I'm writing this entry in the business center of the Hilton Princess San Salvador. It is Saturday morning. The mission completed.
I want to record a few of my thoughts about this experience right now while still fresh in my mind.
What a week it has been!
There was a total of 72 doctors and chiropractic interns who made it out to El Salvador to serve. There were chiropractors from all over the U.S., including California, New York and, of course Hawaii. (Represent!)
And no, we were not in a nice hotel the whole week.
After landing in El Salvador on Sunday, we travelled down the road about 15 miles south of the airport where we waited at a beach for the whole party to arrive. Around 4 PM when everyone finally made it, Dr. Guthrie and I loaded our luggage and portable adjusting tables onto a mini-bus and headed to San Salvador, the nation's capital, about a 45 minute drive.
We dormed at a Jesuit retreat high in the mountains overlooking the city. The rooms were clean and neat, but the beds were a bit old and saggy and there was no hot water for the shower.
We started on Monday. Each doctor teamed up with a few interns and was assigned to a different location in the city. I was able to work with three interns from Life West Chiropractic College: Laelle, Tammi, and Doug. We loaded up our things in a van and travelled to the Central Marketplace of El Salvador.
The Central Marketplace covers about 10 blocks. It's basically a huge swap meet where the vendors sell everything from fruits, live chickens, homemade wallets, dead fish, rat poison, toilet paper and everything in between.
The conditions are not good. I may not be the cleanest and neatest person in the world, but the grime, flies, and strong smell throughout the mercado was almost unbearable to me.
The only thing I dared to buy was bottled water.
In the middle of the mercado stands a building that houses a small medical office, preschool and union meeting hall. It was there that we set up our one week chiropractic clinic. From the minute we opened, there was a huge patient waiting list. We adjusted from 8 AM to 4 PM each day breaking only for a short lunch.
The people of El Salvador are a very humble, friendly people. A lot like the local folks in Hawaii, except for the most part, very poor. I was told that the average worker in El Salvador makes 2 dollars a day. Most cannot afford any medical treatment and medical insurance is limited mostly to government workers.
For some people, we were the first doctors of any kind that they have seen their entire lives.
On the first days of the mission, I focused on what I could to alleviate my patients' pains. They were all hurting so much! Chronic shoulder injuries, displaced knee caps, muscle spasms throughout the back. I saw old ladies with fractured ankles that never healed right and young men with necks that wouldn't turn.

Extracted records
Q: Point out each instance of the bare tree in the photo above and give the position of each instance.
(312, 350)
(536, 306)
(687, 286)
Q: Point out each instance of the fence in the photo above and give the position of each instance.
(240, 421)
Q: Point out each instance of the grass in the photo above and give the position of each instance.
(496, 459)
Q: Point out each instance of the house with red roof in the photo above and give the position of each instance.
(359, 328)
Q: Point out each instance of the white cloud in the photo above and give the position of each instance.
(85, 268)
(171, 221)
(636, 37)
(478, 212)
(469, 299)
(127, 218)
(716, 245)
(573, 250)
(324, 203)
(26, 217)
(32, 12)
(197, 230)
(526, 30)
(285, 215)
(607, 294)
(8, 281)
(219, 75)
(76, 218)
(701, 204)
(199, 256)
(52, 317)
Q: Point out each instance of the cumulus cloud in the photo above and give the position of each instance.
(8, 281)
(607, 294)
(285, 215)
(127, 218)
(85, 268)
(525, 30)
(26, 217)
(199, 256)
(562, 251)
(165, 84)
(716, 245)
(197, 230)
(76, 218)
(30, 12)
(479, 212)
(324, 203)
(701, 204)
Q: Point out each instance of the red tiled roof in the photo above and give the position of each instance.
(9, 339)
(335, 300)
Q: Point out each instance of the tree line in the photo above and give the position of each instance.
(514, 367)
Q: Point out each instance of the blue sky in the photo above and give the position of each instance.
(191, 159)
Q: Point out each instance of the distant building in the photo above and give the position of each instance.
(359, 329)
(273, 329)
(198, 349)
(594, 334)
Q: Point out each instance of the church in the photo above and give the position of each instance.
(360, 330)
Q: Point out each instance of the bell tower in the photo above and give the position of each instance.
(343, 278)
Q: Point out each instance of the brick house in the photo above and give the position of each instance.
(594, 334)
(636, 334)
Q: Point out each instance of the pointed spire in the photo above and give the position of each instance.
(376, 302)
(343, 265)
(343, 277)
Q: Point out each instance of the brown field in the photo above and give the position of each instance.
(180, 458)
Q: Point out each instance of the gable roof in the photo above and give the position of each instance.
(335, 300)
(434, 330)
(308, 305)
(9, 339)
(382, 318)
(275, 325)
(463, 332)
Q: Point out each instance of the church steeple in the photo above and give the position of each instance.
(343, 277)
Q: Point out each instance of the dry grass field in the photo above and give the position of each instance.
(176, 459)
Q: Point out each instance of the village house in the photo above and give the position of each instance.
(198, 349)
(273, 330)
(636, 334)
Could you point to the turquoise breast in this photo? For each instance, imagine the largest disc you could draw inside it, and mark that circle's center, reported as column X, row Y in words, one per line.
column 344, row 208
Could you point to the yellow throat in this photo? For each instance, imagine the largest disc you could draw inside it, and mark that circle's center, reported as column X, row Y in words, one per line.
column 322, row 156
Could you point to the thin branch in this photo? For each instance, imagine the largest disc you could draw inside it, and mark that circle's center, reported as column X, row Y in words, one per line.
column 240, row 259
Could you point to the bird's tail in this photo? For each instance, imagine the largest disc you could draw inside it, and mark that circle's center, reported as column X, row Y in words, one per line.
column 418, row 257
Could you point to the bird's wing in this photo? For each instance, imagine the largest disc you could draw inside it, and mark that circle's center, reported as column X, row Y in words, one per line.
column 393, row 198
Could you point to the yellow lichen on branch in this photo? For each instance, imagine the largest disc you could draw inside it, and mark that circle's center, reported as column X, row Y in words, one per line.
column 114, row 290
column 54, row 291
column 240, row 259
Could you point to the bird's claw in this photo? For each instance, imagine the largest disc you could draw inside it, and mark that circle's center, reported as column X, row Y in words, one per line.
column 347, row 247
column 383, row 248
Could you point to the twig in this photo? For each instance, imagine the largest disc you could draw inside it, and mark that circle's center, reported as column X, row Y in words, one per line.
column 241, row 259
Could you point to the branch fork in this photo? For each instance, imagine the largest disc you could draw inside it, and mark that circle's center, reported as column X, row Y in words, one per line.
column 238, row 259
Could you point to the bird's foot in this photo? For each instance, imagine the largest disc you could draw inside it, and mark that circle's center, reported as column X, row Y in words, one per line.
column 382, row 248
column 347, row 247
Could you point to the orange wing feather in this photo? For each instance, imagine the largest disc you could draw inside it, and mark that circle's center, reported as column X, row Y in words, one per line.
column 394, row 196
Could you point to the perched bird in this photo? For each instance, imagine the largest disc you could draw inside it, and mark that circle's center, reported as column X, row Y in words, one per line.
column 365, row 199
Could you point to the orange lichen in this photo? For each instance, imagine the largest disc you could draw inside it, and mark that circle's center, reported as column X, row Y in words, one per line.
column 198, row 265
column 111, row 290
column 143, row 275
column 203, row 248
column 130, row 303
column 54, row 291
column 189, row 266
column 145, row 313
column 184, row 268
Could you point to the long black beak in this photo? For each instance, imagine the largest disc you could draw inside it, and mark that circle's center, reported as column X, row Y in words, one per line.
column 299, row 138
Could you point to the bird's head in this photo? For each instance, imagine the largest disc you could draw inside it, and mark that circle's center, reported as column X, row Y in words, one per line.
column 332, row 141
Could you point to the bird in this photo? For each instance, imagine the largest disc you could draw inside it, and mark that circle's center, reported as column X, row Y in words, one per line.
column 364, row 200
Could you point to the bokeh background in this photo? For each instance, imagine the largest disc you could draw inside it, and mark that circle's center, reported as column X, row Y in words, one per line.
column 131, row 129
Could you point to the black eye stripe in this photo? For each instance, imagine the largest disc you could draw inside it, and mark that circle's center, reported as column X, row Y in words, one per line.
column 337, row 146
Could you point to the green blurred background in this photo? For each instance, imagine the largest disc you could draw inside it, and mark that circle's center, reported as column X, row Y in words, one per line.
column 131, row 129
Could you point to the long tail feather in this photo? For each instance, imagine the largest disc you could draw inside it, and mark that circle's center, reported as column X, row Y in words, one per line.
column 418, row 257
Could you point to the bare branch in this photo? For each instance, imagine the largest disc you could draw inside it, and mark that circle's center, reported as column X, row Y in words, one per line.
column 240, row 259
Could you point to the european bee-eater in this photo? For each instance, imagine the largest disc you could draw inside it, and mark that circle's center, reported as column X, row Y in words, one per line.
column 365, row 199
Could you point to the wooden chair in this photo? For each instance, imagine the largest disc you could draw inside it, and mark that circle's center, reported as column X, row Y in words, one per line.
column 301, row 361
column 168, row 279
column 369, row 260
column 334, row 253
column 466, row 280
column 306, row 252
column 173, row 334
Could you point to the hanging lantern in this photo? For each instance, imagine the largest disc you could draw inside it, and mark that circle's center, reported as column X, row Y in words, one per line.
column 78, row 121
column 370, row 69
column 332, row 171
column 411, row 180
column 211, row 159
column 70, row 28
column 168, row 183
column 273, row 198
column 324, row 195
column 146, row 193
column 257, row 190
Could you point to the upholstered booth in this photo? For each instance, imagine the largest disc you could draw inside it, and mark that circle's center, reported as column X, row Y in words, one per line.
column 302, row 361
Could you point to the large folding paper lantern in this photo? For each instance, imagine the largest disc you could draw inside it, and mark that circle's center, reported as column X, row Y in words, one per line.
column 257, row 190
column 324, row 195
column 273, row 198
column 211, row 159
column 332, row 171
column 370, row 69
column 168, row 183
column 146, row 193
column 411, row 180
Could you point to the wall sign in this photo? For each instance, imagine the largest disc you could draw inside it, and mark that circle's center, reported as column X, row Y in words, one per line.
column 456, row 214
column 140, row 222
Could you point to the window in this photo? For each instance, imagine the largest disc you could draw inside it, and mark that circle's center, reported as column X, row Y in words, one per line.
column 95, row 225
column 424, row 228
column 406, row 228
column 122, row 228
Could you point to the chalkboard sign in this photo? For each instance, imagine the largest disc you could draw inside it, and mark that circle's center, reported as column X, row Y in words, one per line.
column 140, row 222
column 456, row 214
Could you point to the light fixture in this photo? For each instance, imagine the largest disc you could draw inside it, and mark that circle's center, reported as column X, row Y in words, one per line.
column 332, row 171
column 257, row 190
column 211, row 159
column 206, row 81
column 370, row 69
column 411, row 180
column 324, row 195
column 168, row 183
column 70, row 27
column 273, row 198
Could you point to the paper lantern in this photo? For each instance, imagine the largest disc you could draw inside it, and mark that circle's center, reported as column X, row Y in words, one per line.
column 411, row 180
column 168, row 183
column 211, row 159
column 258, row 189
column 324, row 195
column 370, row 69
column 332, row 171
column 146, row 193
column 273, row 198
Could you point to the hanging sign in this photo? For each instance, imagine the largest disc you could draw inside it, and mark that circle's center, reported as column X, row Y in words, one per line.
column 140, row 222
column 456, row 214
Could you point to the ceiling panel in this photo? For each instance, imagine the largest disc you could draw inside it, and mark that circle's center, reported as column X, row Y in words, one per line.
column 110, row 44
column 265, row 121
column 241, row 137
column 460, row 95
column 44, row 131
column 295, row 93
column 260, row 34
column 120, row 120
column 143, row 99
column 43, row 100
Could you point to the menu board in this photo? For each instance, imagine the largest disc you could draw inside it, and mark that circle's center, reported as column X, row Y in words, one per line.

Assigned task 1
Please set down the El Salvador mission account word for word, everything from "The Central Marketplace covers" down to "everything in between.".
Assigned task 2
According to the El Salvador mission account, how many doctors and chiropractic interns made it out to El Salvador to serve?
The entries have nothing to do with what follows.

Exercise solution 1
The Central Marketplace covers about 10 blocks. It's basically a huge swap meet where the vendors sell everything from fruits, live chickens, homemade wallets, dead fish, rat poison, toilet paper and everything in between.

Exercise solution 2
72